Task directions:
Set down, please, without alteration, the lines of the entries below from the first through the one containing "box: [0, 7, 92, 95]".

Data records:
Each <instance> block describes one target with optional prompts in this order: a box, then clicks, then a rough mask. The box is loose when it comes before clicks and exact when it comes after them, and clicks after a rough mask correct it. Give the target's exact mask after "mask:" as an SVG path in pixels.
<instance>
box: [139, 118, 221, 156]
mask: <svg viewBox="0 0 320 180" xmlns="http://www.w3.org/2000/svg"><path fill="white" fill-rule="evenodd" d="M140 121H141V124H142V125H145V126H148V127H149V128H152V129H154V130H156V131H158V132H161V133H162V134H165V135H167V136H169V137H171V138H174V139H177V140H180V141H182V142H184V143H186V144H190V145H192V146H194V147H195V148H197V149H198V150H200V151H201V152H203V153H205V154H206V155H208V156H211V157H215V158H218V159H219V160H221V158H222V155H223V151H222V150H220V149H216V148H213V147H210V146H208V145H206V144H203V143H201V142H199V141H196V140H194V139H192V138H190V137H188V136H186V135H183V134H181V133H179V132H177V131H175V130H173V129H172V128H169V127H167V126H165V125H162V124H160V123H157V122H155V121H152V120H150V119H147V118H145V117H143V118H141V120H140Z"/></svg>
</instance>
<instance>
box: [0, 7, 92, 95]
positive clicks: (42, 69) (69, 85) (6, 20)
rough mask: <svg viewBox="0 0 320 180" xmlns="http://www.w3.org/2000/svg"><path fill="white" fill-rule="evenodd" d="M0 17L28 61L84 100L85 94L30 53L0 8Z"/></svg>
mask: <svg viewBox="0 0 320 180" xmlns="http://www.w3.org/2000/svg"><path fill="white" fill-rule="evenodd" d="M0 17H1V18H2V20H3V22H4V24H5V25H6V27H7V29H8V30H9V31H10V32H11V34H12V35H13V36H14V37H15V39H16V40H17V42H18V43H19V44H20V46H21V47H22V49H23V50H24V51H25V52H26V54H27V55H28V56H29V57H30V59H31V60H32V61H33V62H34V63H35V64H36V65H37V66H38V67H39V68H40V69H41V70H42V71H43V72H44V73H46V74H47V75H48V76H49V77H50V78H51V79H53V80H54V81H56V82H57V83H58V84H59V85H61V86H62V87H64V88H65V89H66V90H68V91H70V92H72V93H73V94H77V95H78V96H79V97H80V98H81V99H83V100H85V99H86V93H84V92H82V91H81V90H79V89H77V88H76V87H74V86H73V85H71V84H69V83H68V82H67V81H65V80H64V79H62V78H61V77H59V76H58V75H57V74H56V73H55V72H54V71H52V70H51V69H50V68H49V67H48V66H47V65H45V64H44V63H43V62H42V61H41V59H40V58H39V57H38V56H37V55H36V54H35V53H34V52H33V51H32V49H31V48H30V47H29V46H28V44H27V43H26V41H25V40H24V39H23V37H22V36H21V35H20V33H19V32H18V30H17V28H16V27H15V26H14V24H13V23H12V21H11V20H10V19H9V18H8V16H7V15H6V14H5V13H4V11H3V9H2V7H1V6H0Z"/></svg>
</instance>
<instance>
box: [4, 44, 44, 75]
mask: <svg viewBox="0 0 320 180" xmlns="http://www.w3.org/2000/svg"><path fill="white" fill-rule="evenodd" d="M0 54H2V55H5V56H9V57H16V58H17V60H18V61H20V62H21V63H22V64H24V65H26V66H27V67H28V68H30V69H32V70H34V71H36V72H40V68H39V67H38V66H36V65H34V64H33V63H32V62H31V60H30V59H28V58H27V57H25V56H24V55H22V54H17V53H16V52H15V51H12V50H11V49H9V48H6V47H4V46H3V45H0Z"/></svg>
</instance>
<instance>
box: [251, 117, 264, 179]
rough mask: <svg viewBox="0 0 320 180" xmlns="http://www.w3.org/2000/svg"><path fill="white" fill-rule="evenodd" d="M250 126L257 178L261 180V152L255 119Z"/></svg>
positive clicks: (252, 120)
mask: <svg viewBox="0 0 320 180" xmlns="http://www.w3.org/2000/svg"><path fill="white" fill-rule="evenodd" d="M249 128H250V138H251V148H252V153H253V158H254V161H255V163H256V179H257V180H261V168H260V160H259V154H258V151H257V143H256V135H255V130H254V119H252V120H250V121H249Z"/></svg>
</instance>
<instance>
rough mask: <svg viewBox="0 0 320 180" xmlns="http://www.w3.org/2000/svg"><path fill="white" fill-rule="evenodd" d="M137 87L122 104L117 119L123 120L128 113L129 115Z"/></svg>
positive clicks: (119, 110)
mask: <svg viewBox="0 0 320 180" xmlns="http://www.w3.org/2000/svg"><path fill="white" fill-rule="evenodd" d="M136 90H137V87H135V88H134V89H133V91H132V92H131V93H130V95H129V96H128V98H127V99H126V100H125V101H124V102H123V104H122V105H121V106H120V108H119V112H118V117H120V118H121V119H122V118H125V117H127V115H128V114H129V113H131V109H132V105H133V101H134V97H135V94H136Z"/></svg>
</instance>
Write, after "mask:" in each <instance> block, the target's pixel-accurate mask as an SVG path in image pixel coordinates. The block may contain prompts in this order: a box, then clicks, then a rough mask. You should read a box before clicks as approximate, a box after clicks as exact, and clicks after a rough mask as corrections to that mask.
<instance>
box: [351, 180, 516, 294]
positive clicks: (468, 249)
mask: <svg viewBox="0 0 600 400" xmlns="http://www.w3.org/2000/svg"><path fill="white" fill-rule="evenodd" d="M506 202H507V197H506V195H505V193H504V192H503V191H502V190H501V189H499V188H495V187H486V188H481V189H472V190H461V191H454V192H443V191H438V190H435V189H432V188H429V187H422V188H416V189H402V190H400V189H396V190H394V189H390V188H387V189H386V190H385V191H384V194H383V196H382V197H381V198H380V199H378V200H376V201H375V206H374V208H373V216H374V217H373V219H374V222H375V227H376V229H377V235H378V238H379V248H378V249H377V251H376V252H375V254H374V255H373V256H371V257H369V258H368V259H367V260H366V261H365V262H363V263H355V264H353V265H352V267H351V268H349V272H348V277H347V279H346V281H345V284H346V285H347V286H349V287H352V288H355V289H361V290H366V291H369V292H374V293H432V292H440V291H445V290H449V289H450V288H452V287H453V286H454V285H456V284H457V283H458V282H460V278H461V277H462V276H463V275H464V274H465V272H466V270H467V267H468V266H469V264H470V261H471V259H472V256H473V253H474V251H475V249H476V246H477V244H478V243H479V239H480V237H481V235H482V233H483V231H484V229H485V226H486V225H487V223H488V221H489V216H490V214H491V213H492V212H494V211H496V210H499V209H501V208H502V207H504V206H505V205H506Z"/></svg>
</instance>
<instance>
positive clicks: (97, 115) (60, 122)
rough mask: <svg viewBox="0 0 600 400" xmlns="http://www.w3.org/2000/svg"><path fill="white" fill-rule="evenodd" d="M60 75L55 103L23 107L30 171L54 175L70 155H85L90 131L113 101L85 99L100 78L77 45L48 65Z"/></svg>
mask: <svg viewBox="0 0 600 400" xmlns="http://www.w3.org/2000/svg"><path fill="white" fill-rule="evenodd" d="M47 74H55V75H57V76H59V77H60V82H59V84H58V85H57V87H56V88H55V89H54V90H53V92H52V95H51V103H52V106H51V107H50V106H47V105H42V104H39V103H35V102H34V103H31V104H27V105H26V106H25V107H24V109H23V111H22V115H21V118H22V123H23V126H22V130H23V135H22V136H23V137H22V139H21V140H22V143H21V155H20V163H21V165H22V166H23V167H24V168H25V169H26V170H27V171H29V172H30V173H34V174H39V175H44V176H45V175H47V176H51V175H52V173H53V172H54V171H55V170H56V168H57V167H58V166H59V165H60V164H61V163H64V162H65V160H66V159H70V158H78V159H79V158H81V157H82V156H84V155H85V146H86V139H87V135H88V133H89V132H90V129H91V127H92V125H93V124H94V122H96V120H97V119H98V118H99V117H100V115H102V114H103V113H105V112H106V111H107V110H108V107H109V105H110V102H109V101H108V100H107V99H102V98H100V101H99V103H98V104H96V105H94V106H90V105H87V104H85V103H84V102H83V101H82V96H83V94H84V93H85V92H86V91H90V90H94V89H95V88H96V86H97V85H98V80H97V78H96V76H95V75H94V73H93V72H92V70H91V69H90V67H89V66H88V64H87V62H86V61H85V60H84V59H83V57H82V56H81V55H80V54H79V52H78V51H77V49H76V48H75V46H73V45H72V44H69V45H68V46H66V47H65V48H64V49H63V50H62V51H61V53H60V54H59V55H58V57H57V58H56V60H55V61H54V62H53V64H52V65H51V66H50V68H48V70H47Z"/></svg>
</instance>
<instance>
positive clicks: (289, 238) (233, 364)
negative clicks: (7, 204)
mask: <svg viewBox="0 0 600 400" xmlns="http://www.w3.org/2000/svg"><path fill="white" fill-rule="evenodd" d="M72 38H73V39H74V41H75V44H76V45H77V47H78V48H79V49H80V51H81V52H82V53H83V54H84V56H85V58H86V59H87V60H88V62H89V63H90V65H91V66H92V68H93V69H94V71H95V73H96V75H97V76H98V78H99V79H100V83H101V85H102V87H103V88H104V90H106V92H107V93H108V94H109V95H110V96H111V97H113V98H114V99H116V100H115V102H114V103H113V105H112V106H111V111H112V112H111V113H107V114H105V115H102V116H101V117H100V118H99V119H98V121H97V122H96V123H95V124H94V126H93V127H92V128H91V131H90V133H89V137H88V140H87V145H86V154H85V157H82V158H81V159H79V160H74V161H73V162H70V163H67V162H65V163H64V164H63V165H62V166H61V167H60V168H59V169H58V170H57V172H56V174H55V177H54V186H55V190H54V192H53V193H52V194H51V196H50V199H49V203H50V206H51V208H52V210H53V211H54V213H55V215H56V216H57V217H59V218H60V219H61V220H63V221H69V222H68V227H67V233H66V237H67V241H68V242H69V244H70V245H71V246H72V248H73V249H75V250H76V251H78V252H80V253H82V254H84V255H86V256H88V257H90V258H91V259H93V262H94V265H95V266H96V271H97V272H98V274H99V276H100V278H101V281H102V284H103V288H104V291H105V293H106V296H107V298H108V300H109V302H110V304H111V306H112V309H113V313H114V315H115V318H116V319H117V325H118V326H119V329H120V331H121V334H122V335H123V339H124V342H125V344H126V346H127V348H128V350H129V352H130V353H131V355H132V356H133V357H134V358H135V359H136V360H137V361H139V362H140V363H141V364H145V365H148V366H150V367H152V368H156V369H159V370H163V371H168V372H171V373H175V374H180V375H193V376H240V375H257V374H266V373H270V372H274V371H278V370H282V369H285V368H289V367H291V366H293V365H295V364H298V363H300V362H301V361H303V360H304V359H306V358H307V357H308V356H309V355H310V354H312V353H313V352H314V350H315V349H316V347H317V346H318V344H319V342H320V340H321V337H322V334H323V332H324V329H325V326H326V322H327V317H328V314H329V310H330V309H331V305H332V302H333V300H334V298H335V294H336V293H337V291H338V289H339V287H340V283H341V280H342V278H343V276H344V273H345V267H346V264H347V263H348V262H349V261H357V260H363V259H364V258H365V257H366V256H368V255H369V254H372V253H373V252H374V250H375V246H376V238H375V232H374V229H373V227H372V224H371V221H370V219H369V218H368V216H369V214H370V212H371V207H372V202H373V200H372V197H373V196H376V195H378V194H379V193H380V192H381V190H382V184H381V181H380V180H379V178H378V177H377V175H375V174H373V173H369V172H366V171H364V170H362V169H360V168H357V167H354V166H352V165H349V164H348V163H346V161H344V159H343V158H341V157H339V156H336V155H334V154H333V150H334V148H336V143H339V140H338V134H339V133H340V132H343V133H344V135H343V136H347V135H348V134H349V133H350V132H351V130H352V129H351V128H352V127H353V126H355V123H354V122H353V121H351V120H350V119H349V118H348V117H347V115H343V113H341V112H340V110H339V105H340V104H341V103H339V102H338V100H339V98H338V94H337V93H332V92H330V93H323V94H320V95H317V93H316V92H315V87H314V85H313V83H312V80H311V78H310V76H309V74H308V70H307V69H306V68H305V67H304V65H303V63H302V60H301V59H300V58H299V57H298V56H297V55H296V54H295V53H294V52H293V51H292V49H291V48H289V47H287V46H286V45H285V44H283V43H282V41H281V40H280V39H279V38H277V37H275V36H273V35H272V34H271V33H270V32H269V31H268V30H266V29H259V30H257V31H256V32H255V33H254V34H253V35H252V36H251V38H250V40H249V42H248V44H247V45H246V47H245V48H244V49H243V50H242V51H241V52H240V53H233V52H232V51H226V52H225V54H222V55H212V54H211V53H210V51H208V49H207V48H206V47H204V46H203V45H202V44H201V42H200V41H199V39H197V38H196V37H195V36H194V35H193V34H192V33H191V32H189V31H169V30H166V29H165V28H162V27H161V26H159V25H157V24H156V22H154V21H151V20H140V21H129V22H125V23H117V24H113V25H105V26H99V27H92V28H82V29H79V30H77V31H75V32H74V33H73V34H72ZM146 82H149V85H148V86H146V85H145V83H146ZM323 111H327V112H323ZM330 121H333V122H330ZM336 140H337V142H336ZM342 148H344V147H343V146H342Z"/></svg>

Solution for this task:
Each <instance> block describes one target with optional prompts in this order: a box, then clicks, then a rough mask. The box is loose when it comes before clicks and exact when it comes after them, and clicks after a rough mask correct it. Give the target's exact mask after "mask:" as an SVG path in pixels.
<instance>
box: [139, 118, 221, 156]
mask: <svg viewBox="0 0 320 180" xmlns="http://www.w3.org/2000/svg"><path fill="white" fill-rule="evenodd" d="M140 121H141V124H142V125H145V126H148V127H149V128H152V129H154V130H156V131H158V132H161V133H162V134H165V135H167V136H169V137H171V138H174V139H177V140H180V141H182V142H184V143H186V144H190V145H192V146H194V147H195V148H197V149H198V150H200V151H201V152H203V153H205V154H206V155H208V156H211V157H215V158H218V159H219V160H221V158H222V155H223V151H222V150H220V149H216V148H213V147H210V146H208V145H206V144H203V143H201V142H199V141H196V140H194V139H192V138H190V137H188V136H186V135H183V134H181V133H179V132H177V131H175V130H173V129H172V128H169V127H167V126H165V125H162V124H160V123H157V122H155V121H152V120H150V119H147V118H145V117H143V118H141V120H140Z"/></svg>
</instance>
<instance>
box: [0, 7, 92, 95]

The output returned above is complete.